§ WHAT IS REQUIRED:
Only what runs from the line with "Could you please spot the man speaking" to the final line of the records below should be given again, word for word.

§ DATASET RECORDS:

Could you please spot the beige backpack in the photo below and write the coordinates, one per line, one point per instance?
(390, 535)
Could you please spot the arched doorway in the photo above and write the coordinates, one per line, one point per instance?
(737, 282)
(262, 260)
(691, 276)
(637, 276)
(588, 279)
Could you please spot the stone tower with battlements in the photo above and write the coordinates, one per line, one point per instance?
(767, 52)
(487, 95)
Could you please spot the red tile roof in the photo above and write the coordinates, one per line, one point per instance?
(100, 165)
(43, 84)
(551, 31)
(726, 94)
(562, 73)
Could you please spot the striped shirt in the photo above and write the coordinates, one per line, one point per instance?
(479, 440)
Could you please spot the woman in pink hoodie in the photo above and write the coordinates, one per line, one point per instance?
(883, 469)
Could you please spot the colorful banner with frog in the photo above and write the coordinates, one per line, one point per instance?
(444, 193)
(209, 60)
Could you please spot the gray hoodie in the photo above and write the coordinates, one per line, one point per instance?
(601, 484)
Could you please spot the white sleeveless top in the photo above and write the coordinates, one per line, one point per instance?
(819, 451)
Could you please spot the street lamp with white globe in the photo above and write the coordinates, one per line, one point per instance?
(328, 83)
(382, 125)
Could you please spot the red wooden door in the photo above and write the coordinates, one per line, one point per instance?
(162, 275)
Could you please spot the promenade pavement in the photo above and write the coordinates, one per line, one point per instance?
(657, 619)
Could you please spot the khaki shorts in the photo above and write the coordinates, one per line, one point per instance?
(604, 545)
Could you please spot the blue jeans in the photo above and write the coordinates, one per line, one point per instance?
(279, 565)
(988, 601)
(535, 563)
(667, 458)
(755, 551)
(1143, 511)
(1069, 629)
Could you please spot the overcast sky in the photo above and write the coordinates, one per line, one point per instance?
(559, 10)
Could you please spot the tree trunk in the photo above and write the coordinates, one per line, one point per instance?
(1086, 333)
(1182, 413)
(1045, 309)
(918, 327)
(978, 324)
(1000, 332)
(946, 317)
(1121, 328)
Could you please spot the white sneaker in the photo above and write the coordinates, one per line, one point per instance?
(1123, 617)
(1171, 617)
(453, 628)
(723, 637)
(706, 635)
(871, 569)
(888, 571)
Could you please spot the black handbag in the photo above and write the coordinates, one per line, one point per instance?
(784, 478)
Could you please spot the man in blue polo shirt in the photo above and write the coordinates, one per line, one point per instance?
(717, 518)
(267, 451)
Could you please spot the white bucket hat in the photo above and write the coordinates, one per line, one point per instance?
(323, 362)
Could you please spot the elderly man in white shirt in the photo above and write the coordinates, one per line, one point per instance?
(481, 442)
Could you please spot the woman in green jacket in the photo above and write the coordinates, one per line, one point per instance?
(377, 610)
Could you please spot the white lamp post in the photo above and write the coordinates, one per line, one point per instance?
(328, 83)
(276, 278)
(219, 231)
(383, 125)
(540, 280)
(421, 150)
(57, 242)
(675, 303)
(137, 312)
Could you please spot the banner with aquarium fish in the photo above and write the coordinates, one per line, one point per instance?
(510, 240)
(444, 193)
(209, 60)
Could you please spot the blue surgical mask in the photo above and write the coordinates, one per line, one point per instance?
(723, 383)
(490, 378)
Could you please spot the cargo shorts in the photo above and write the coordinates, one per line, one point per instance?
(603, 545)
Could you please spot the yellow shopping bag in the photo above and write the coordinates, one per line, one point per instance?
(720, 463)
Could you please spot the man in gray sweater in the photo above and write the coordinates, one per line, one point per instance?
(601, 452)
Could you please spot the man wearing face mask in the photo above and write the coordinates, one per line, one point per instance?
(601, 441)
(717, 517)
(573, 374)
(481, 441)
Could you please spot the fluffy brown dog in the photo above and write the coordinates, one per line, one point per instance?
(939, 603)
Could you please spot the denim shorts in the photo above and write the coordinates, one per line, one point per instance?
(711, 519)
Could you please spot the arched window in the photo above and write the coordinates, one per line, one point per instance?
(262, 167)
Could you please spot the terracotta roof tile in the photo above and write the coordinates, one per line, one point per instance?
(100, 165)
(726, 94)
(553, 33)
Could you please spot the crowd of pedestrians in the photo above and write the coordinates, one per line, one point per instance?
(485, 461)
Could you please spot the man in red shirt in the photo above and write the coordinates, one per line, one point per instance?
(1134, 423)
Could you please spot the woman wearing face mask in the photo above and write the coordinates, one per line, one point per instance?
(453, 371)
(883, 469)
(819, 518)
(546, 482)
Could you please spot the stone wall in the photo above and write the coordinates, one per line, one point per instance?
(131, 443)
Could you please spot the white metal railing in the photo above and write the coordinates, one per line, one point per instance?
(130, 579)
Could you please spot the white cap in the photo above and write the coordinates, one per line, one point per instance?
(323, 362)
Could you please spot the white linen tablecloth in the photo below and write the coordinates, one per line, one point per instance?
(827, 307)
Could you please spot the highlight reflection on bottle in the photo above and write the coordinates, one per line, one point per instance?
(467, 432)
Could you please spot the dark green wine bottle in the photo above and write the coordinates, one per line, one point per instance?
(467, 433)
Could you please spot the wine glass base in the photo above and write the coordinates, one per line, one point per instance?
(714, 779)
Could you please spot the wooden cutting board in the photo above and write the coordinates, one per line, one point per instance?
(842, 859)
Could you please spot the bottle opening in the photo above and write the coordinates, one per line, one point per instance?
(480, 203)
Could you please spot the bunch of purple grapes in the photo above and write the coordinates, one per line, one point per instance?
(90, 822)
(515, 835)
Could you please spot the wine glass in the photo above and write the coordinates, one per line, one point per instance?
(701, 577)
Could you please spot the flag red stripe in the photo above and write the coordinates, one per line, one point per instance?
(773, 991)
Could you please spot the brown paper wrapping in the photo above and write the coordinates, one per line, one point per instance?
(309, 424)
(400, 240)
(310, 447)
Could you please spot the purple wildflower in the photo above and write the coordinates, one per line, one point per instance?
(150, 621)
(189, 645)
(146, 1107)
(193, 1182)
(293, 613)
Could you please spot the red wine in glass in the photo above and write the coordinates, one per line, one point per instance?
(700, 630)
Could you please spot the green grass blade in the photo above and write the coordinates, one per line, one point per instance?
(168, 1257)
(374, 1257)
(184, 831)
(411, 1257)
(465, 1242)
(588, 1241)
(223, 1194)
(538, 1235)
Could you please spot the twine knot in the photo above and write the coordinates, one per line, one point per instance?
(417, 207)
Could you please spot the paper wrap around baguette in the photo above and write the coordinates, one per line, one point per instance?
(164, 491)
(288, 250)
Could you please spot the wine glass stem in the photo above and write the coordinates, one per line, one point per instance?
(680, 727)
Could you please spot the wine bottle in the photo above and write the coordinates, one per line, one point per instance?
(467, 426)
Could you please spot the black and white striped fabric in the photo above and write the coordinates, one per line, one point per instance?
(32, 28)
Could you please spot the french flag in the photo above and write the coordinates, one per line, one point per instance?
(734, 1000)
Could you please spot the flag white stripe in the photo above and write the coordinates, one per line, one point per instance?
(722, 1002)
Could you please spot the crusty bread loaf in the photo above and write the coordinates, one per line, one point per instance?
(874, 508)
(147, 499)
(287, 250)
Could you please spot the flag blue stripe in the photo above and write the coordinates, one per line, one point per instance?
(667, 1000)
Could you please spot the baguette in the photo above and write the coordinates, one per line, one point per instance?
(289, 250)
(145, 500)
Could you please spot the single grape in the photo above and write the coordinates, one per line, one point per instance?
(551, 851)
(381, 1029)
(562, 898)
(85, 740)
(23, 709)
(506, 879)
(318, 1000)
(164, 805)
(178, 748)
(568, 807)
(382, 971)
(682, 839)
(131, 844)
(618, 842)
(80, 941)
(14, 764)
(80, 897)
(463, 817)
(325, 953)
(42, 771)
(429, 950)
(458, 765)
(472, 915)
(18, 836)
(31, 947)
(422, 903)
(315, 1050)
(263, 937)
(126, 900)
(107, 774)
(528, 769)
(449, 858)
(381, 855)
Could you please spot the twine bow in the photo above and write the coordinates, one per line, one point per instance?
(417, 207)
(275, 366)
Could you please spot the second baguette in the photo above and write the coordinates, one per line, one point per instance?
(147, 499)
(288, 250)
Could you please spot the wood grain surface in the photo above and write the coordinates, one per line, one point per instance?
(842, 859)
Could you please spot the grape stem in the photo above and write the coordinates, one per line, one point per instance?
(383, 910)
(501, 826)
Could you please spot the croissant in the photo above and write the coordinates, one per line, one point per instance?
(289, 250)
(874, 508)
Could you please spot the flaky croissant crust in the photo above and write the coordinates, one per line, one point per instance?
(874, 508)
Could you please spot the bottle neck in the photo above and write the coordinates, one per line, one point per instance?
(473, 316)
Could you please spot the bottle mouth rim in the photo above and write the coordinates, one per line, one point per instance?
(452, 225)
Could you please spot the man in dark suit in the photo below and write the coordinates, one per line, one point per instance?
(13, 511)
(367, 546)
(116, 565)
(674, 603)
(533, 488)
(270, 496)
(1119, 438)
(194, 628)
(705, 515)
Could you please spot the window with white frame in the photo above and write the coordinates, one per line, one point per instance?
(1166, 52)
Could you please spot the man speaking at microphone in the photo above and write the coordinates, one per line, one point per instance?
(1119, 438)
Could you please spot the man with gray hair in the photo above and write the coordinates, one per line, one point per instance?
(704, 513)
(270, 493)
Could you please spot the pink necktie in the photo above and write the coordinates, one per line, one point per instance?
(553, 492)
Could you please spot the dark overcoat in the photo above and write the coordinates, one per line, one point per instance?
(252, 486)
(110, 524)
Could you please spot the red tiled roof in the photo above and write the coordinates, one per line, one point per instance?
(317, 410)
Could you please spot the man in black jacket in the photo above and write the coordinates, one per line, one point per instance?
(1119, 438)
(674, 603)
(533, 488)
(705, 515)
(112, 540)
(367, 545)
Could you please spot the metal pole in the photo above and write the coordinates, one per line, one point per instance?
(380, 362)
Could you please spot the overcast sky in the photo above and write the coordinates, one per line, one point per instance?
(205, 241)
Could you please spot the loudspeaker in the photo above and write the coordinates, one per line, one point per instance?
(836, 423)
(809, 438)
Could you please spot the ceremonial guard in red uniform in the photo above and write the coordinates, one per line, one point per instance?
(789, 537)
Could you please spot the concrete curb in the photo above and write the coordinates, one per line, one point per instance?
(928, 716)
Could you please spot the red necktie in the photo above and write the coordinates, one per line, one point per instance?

§ PROBLEM SOLUTION:
Could you please spot the man speaking at microphone in the photo above and write the coordinates, one per line, one point per instance?
(1119, 438)
Could you please spot the man with gray hair in the photo above and write the coordinates, one per line, one point per instance?
(704, 513)
(270, 493)
Could you please spot the pink necktie in the photo above and write the coordinates, one per line, one point per instance?
(553, 492)
Could you please spot the dark overcoat in the photo above and write the coordinates, one per line, one point per instance?
(252, 486)
(110, 524)
Could you please spot the red tiled roof in the photo above and write the coordinates, one per line, one point per instance?
(317, 410)
Could you please spot the man in black jacket in the photo above and write the coordinates, one per line, one point per instance?
(1119, 438)
(674, 603)
(533, 488)
(705, 515)
(112, 540)
(367, 545)
Could you please spot the metal pole in the photo above and write the coordinates, one per line, one point per instance?
(380, 362)
Could you please spot the overcast sky in the photo above and write the coordinates, one per line, one point per instance?
(205, 241)
Could you please spot the loudspeaker in the photo above and write the coordinates, one per line, one point per instance?
(836, 423)
(809, 438)
Could you please spot the ceremonial guard in red uniform in the photo above and write the coordinates, one per line, one point per instance?
(789, 537)
Could you please spot the concrete curb in the photo above and write the coordinates, one per line, one point per instance?
(928, 716)
Could you please spot the red necktie in the photo above and write the coordinates, one per line, one point per instance?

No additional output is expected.